## Task
Each line of the data must reappear exactly in your answer, with no images included.

## Region pointing data
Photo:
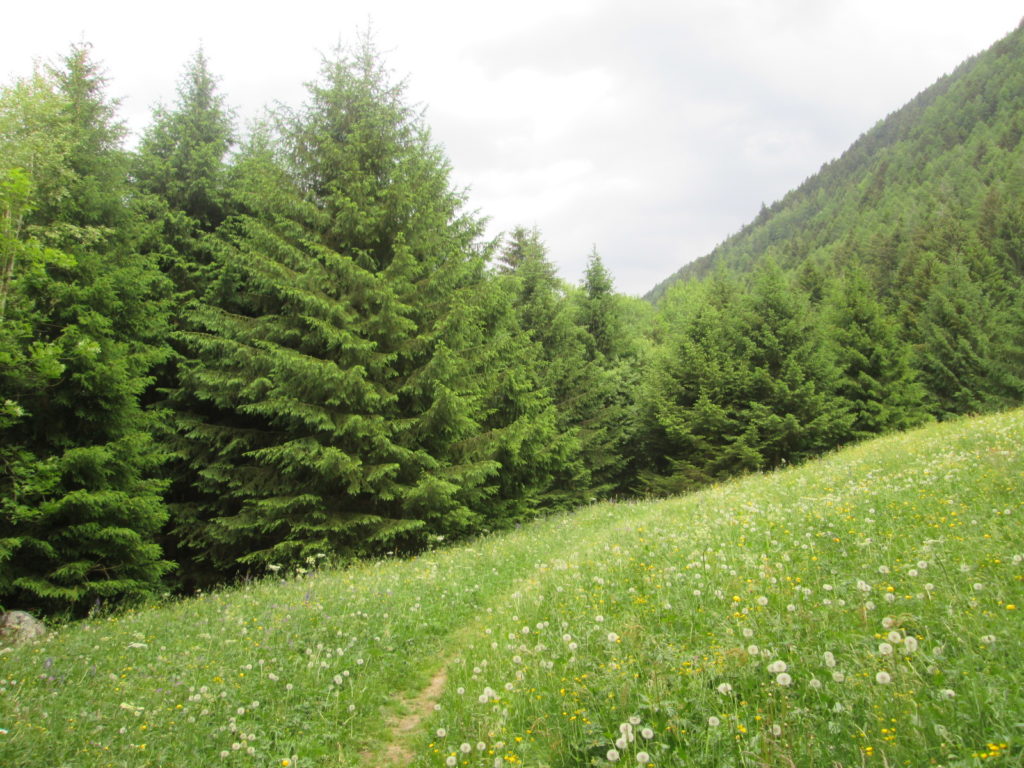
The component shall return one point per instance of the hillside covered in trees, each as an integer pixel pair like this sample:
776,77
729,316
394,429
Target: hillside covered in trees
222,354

## Reply to the task
Photo:
The component shall return one point per instance of the hillside covered in trees, each as an integer pixel pair like this sample:
776,77
729,316
394,429
Target: hillside covered in trees
222,354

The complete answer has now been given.